Reproduce each of the following records word for word, leaving every line unchanged.
______
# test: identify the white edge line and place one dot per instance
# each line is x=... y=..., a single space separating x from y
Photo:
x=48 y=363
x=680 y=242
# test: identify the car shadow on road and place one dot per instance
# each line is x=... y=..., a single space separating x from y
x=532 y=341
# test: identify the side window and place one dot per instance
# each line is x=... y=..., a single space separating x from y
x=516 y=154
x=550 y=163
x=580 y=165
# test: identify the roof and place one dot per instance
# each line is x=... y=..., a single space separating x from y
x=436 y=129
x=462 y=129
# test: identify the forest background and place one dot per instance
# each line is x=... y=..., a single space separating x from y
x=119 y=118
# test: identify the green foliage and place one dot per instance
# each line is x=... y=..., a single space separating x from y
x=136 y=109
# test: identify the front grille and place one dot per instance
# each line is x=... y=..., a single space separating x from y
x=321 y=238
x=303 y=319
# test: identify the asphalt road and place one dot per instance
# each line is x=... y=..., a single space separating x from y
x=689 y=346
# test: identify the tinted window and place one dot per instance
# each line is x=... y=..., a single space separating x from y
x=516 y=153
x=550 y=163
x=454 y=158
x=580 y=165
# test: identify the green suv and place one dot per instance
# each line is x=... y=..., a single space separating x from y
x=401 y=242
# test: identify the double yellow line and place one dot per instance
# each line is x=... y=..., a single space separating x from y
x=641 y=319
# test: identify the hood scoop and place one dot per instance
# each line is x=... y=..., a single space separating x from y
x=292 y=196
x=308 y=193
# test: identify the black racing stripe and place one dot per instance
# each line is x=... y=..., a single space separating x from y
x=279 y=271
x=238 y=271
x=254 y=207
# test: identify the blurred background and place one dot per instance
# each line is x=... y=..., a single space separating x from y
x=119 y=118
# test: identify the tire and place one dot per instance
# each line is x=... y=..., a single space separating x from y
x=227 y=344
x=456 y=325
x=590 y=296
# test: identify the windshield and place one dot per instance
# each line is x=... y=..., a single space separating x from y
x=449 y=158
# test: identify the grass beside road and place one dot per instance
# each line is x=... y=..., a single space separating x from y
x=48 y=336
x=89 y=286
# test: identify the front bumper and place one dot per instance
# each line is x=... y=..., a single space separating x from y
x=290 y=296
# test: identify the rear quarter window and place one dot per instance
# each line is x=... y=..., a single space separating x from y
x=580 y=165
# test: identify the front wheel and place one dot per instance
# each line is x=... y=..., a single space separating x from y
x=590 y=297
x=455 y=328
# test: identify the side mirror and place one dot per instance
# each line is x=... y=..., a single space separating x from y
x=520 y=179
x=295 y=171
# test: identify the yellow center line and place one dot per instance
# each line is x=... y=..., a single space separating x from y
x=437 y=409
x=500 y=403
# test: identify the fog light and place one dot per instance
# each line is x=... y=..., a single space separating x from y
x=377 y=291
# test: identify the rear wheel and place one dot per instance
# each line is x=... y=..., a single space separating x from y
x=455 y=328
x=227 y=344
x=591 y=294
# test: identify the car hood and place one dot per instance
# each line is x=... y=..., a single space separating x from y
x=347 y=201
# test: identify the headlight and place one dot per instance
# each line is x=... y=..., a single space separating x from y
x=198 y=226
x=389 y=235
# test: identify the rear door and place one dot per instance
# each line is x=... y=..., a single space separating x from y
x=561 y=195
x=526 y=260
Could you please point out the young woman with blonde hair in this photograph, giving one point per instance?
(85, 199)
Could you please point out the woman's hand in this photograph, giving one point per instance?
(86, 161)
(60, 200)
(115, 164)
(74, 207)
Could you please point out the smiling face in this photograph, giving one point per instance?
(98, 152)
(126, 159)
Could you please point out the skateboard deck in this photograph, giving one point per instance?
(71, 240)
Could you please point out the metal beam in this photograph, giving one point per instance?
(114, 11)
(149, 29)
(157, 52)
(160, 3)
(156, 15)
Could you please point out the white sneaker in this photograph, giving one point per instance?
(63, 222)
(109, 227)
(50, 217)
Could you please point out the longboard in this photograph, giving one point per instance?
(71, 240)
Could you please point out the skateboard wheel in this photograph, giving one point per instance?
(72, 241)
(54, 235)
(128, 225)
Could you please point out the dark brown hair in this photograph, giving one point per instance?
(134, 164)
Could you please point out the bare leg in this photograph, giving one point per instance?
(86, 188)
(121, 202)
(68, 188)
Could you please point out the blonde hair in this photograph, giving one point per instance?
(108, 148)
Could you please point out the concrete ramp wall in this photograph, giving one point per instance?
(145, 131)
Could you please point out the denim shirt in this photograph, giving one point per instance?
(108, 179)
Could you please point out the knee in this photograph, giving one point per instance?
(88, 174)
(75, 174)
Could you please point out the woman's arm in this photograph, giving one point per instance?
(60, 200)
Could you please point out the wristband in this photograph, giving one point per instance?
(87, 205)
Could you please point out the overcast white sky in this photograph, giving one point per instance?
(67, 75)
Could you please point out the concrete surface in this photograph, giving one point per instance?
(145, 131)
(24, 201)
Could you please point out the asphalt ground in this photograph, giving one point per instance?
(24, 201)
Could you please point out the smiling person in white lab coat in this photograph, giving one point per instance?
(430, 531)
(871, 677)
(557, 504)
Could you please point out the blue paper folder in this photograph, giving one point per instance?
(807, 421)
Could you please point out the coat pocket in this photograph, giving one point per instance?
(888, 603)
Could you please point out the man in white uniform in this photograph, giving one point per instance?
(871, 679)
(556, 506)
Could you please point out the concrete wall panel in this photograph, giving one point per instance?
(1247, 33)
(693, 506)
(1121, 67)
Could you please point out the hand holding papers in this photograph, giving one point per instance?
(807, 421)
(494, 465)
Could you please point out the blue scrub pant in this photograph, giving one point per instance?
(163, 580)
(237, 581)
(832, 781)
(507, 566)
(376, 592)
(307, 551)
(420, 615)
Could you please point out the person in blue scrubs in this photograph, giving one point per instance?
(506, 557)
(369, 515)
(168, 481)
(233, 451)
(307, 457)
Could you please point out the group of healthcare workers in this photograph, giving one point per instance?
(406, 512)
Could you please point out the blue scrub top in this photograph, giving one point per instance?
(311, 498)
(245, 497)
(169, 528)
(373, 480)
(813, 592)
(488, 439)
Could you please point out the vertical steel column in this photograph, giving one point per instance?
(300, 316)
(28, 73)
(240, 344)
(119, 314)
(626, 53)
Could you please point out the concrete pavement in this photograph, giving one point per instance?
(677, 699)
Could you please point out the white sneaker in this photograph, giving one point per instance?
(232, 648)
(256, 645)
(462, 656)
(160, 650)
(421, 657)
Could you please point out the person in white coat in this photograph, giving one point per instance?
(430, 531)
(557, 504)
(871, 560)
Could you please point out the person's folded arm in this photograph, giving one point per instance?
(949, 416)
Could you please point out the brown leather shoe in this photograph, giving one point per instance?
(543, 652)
______
> [Exercise solution]:
# test: identify the white edge line and place one dot per instance
# each line is x=... y=..., a single space separating x from y
Photo:
x=48 y=363
x=680 y=242
# test: identify the car shadow on road and place one dot per instance
# each line is x=... y=..., a single space separating x from y
x=532 y=341
# test: identify the side window and place one dot per instance
# each line is x=... y=..., a single space separating x from y
x=516 y=154
x=550 y=163
x=580 y=165
# test: identify the roof and place one dot per instance
# each line is x=... y=..., a single space separating x from y
x=436 y=129
x=462 y=129
# test: identify the forest background and place one dot per instance
# each line is x=... y=..., a single space separating x from y
x=119 y=118
# test: identify the green foliage and place one dot per instance
# each line is x=... y=..., a single space separating x from y
x=136 y=109
# test: identify the front grille and place one dot per instance
# each line is x=... y=..., a single space separating x from y
x=321 y=238
x=303 y=319
# test: identify the asphalt road and place one dot per instance
# each line is x=... y=..., a single space separating x from y
x=689 y=346
# test: identify the tinted window and place one dot per instance
# each line is x=... y=..., a single space separating x from y
x=516 y=153
x=550 y=163
x=454 y=158
x=580 y=165
# test: identify the green suv and place one dot per instance
# each line is x=... y=..., a single space separating x from y
x=401 y=242
# test: identify the double yellow line and place one dot per instance
# each line is x=... y=..., a single space separating x from y
x=641 y=319
# test: identify the hood scoop and place one dot per instance
# each line is x=... y=..., a single space separating x from y
x=292 y=196
x=308 y=193
# test: identify the black racing stripe and place one dot per instance
# each line is x=... y=..., a single space separating x from y
x=279 y=271
x=238 y=271
x=254 y=207
# test: identify the blurred background and place one dot per instance
# each line is x=... y=..., a single space separating x from y
x=119 y=118
# test: identify the tire and place one dot per instance
# each line is x=... y=..., a single space separating x from y
x=227 y=344
x=456 y=325
x=590 y=296
# test: identify the windshield and place one dot per instance
# each line is x=... y=..., a single space separating x from y
x=449 y=158
# test: identify the grass beside road and place one dot per instance
# each line is x=... y=..., a single space separating x from y
x=48 y=336
x=89 y=286
# test: identify the front bumper and place one dot per instance
# each line is x=... y=..., a single space separating x from y
x=290 y=296
# test: identify the rear quarter window and place one dot per instance
# each line is x=... y=..., a single space separating x from y
x=580 y=165
# test: identify the front wheel and place one dot per instance
# each line is x=... y=..., a single space separating x from y
x=590 y=297
x=455 y=328
# test: identify the side mirror and place one dot per instance
# each line is x=... y=..., a single space separating x from y
x=520 y=179
x=295 y=171
# test: identify the yellow center line and place one dot per instance
# each line is x=... y=..., a single space separating x from y
x=437 y=409
x=500 y=403
# test: identify the fog light and place one dot per instance
# each line is x=... y=..., a single space separating x from y
x=377 y=291
# test: identify the rear wheel and place one dot per instance
# each line is x=... y=..., a single space separating x from y
x=455 y=328
x=227 y=344
x=591 y=294
# test: identify the car hood and place one dot per instance
# each line is x=... y=..., a single space separating x from y
x=347 y=201
# test: identify the headlight and place one dot per instance
# each line is x=... y=..., a single space separating x from y
x=198 y=226
x=389 y=235
# test: identify the rear door and place one dot per instance
# each line is x=... y=..., a single space separating x from y
x=561 y=195
x=526 y=260
Could you please point out the young woman with blonde hair in this photograph, giving one point per instance?
(85, 199)
Could you please point out the woman's hand in this photograph, giving one point per instance?
(86, 161)
(60, 200)
(115, 164)
(74, 207)
Could you please point out the smiling face in this photograph, giving one point per instance?
(98, 152)
(126, 159)
Could you please point out the skateboard deck in this photograph, giving one point per instance?
(71, 240)
Could you please point out the metal beam in this photograph, giving one point per instance?
(114, 11)
(149, 29)
(157, 52)
(160, 3)
(156, 15)
Could you please point out the white sneaker in this photograph, giving one point per instance?
(63, 222)
(109, 227)
(50, 217)
Could you please point out the longboard in this photograph, giving one point per instance?
(71, 240)
Could you please point out the skateboard wheel in this photograph, giving one point per instance?
(72, 241)
(54, 235)
(128, 225)
Could you please point out the dark brown hair in this photograph, giving one point per instance?
(134, 164)
Could you please point out the bare leg in this photograph, giving one point per instance?
(86, 188)
(121, 202)
(68, 188)
Could you please point out the blonde hair in this photograph, giving one point per instance?
(108, 148)
Could you please point out the concrete ramp wall in this photograph, giving one point per instance?
(145, 131)
Could you please point out the denim shirt in this photograph, giving one point per instance?
(108, 179)
Could you please point out the knee in this photograph, giving one point per instance?
(88, 174)
(75, 174)
Could you please point out the woman's arm in this photograph, giving one point per instance?
(60, 200)
Could you please point out the wristband in this photograph, giving one point per instance?
(87, 205)
Could you please point out the overcast white sky in this photograph, giving one point per instance?
(67, 75)
Could you please point out the concrete surface in this photograph, giving one point per instance?
(145, 131)
(24, 201)
Could you please point out the asphalt ground in this photograph, giving one point per instance?
(24, 201)
Could you please point out the smiling person in white lab coat in this photograph, giving one point per instance?
(430, 531)
(871, 677)
(557, 504)
Could you please point out the blue paper folder in this photograph, giving one point per instance?
(807, 421)
Could you please point out the coat pocket in this photograph, giving one point per instance?
(888, 603)
Could you please point out the man in white uniform in this photograph, giving one point per instance?
(871, 679)
(556, 506)
Could you please point out the concrete wall panel in this photograph, giving one point per instance?
(1247, 33)
(693, 506)
(1121, 67)
Could you please point out the hand holding papers in this photograph, giving one point per instance?
(807, 421)
(494, 465)
Could you please point out the blue scrub pant in this photograph, giving one point per instance?
(163, 580)
(237, 581)
(832, 781)
(507, 566)
(376, 592)
(307, 551)
(420, 615)
Could you please point out the person in blue scrubs in this photograph, giving one point per instance?
(506, 557)
(369, 515)
(168, 481)
(233, 451)
(307, 457)
Could you please point out the group of healthcare workers in this photograph, giving one point per instance?
(406, 512)
Could you please point out the blue scrub top in this photograph, giving one point per instance?
(311, 498)
(245, 497)
(169, 528)
(373, 480)
(813, 592)
(488, 439)
Could you please point out the vertical steel column in this photograph, giving one point per instance?
(300, 316)
(28, 73)
(240, 344)
(119, 314)
(626, 53)
Could you please point out the concrete pavement in this photograph, giving one point per instance?
(677, 699)
Could you please point out the white sneaker in this photograph, giving one point per instance?
(232, 648)
(256, 645)
(462, 656)
(160, 650)
(421, 657)
Could you please point out the person in white coat in this photograph, giving one point per instance?
(430, 531)
(557, 504)
(871, 560)
Could you please point out the person's folded arm in this photograph, giving one point per instance?
(949, 416)
Could you please point out the brown leather shoe in this photograph, giving one point per instance?
(543, 652)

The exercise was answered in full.